— To do —
- a) Reproduce the decluttering passage from "This is not" to "might conceivably want?".
- b) Decide whether each statement agrees with the decluttering passage, and answer yes or no with the deciding words of the passage quoted: (i) The writer calls this a new project. (ii) The writer keeps a large number of notes on getting rid of things. (iii) Sorting things into boxes comes before vacuuming off the dust.

— Source document —

━━━━━━

This is not exactly a NEW project, just one that I keep going back to when I need opportunities for some small sense of accomplishment. First, of course, I have to make a list so I have something to check off. Then I have to update my voluminous notes files. I have a lot of notes on how to get rid of stuff, which probably tells you how often I start and restart this same project. Then comes the not so fun part, pulling things out of closets and back rooms and garages, vacuuming off the dust, and sorting it into boxes. Then matching it up with the notes. Is this:
- Something that somebody else might conceivably want?
- Recyclable trash?
- Ordinary trash?
- Hazardous waste?

━━━━━━

— Dataset section —
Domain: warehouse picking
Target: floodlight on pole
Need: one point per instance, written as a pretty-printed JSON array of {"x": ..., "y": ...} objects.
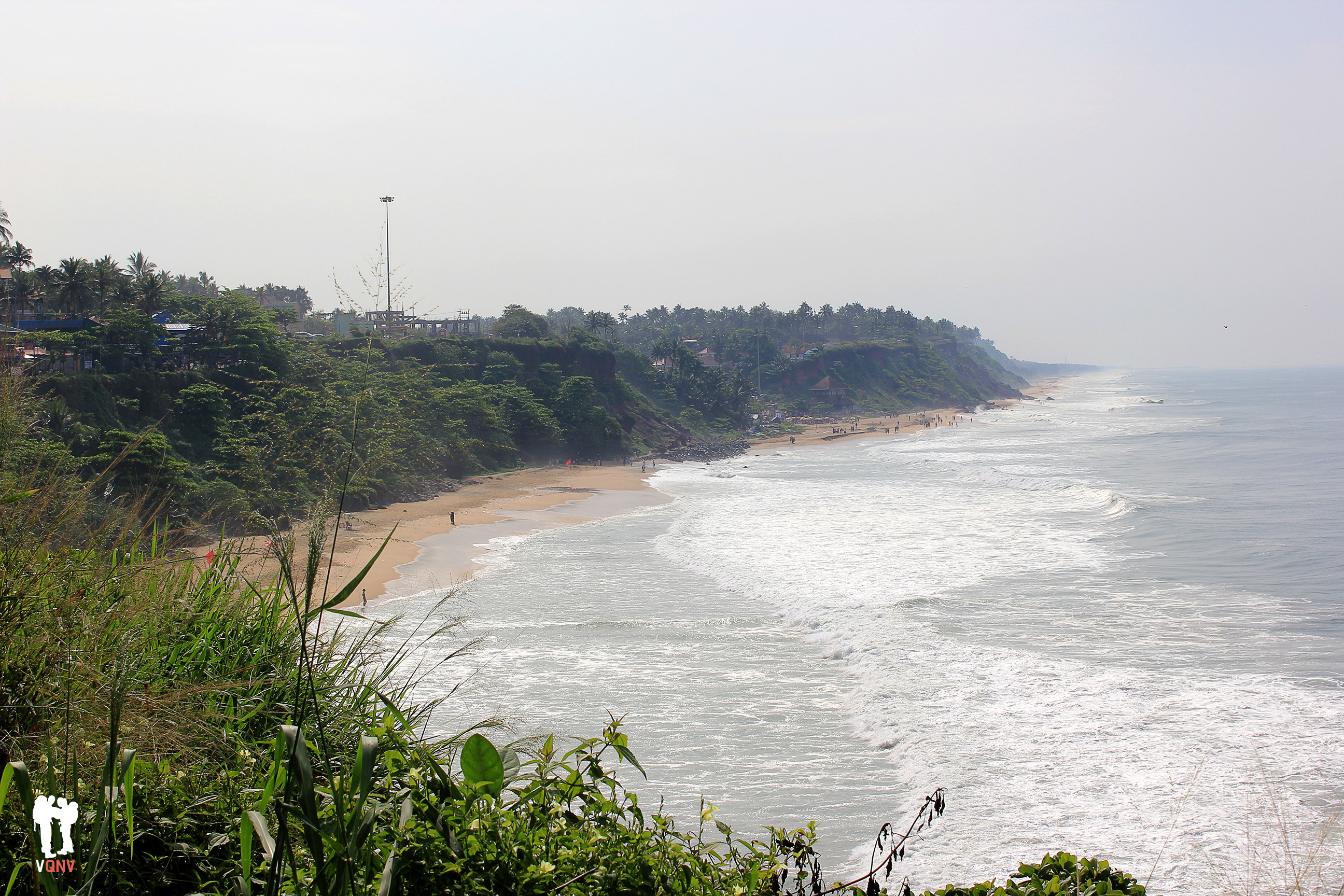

━━━━━━

— The solutions —
- a)
This is not exactly a NEW project, just one that I keep going back to when I need opportunities for some small sense of accomplishment. First, of course, I have to make a list so I have something to check off. Then I have to update my voluminous notes files. I have a lot of notes on how to get rid of stuff, which probably tells you how often I start and restart this same project. Then comes the not so fun part, pulling things out of closets and back rooms and garages, vacuuming off the dust, and sorting it into boxes. Then matching it up with the notes. Is this:
- Something that somebody else might conceivably want?

- b)
(i) No: "This is not exactly a NEW project"
(ii) Yes: "I have a lot of notes on how to get rid of stuff"
(iii) No: "vacuuming off the dust, and sorting it into boxes"